| Provided data |
════════════════════

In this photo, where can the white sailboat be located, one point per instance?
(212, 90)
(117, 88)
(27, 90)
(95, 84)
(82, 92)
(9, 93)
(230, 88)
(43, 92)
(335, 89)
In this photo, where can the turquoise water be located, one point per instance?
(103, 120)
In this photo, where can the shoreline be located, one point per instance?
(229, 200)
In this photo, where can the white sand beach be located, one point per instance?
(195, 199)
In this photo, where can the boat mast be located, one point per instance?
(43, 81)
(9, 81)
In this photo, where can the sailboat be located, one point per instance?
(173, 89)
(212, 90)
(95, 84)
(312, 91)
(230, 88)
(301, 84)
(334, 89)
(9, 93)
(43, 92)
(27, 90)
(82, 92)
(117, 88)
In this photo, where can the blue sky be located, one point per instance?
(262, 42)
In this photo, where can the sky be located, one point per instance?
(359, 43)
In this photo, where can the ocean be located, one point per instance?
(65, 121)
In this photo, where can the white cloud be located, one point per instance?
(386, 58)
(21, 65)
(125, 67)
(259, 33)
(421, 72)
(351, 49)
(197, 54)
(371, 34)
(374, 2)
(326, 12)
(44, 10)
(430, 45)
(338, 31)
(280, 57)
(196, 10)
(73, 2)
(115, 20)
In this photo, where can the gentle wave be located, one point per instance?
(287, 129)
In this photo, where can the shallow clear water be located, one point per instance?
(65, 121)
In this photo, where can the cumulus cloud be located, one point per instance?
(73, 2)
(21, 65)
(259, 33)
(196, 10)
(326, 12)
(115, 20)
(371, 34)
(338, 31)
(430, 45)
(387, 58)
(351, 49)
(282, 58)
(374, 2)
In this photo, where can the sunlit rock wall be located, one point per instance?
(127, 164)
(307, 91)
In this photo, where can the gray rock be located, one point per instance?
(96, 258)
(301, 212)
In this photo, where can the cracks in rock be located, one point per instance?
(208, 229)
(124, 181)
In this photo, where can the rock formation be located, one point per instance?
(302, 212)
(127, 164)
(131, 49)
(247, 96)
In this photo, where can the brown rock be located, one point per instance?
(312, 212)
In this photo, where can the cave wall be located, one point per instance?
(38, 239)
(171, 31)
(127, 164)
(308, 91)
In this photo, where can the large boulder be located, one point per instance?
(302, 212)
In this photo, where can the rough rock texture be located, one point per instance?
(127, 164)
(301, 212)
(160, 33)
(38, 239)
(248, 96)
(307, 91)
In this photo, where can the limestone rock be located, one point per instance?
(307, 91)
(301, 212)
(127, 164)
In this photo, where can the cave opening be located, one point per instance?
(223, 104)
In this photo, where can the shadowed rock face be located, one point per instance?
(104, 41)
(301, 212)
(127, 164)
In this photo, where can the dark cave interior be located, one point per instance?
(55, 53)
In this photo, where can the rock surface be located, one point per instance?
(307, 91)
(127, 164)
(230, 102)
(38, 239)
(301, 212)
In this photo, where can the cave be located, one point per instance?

════════════════════

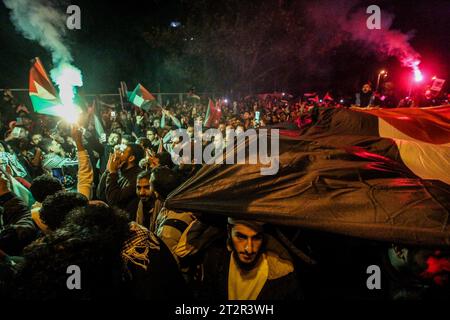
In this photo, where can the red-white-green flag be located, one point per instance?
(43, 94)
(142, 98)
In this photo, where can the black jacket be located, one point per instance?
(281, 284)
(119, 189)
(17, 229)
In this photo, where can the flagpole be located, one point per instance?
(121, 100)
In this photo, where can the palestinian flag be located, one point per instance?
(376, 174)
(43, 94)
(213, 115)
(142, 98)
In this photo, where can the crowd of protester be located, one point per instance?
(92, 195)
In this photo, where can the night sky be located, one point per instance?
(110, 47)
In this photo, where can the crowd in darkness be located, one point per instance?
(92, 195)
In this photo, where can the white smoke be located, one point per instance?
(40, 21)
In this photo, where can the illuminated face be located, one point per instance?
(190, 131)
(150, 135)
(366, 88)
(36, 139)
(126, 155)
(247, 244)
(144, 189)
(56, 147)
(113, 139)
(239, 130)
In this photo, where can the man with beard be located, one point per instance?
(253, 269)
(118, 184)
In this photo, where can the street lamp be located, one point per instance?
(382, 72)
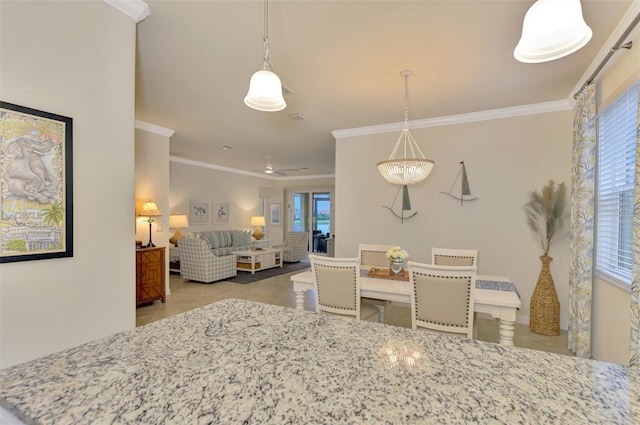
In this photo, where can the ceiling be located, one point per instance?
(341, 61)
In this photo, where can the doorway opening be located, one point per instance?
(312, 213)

════════════════════

Please collect and copy every line of the items above that contains the word "cave".

In this photo, where can the cave wall be located, one point per instance?
In this photo, where can the cave opening be located, one point per instance?
In this photo, where can the dark cave interior be located, one point per instance?
In this photo, where can the cave be located, one point per instance?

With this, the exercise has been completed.